→ INSTRUCTIONS FOR THE TASK: Change "even-odd rule" to "nonzero winding rule" in the lines that run from the one containing "of the <item>river" through the end of the records, and leave everything else as it is. Give back only those lines.

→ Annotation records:

+---+

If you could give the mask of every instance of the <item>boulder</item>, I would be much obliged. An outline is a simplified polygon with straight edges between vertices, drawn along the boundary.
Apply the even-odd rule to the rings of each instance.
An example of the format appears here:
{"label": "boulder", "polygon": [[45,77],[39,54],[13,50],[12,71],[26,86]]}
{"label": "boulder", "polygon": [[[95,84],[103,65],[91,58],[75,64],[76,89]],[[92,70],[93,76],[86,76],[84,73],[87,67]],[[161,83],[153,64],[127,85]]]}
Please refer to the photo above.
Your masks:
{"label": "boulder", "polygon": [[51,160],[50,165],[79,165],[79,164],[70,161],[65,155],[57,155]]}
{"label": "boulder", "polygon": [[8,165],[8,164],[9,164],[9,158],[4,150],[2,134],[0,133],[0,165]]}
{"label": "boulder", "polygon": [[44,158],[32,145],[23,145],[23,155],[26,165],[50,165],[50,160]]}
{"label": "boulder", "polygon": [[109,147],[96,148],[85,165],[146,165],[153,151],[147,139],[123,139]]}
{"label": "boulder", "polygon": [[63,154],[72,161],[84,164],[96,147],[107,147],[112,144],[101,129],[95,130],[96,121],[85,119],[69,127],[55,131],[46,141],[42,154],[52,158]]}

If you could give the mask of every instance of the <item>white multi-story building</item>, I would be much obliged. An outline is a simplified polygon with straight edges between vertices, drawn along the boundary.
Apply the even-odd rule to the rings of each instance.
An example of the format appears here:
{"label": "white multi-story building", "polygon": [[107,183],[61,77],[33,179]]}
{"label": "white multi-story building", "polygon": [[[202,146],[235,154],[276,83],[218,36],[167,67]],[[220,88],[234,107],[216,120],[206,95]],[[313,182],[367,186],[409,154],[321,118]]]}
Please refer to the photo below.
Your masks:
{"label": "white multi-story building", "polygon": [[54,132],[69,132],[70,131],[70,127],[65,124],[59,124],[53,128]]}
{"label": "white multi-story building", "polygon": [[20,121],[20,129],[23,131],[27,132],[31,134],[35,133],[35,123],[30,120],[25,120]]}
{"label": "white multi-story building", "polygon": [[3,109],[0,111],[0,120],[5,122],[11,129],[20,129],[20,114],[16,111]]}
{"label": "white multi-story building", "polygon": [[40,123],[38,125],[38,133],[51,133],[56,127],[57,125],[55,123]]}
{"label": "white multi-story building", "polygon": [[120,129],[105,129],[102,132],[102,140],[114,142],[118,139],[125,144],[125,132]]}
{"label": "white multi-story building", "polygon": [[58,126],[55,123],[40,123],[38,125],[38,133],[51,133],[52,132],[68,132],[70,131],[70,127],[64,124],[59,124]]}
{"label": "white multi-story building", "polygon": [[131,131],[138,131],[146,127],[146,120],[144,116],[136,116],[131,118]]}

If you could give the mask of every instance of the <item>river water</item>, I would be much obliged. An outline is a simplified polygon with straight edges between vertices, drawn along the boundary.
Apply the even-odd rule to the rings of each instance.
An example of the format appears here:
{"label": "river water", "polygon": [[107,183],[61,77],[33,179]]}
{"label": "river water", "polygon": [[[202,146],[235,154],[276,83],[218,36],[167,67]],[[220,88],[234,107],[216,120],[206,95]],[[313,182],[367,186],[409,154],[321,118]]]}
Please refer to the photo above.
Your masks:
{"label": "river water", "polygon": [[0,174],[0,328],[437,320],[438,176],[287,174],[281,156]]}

+---+

→ RIGHT ANSWER:
If you could give the mask of every instance of the <item>river water</item>, I would be much obliged. An outline is a simplified polygon with straight edges between vertices, drawn along the boundary.
Apply the nonzero winding rule to the rings of each instance.
An example of the format appears here:
{"label": "river water", "polygon": [[107,183],[61,77],[33,179]]}
{"label": "river water", "polygon": [[[202,146],[235,154],[276,83],[218,36],[167,67]],[[220,88],[234,107],[216,120],[206,95]],[[313,182],[367,186],[409,154],[321,118]]]}
Please refer to the photo above.
Your masks:
{"label": "river water", "polygon": [[0,174],[0,328],[437,320],[438,176],[287,174],[281,156]]}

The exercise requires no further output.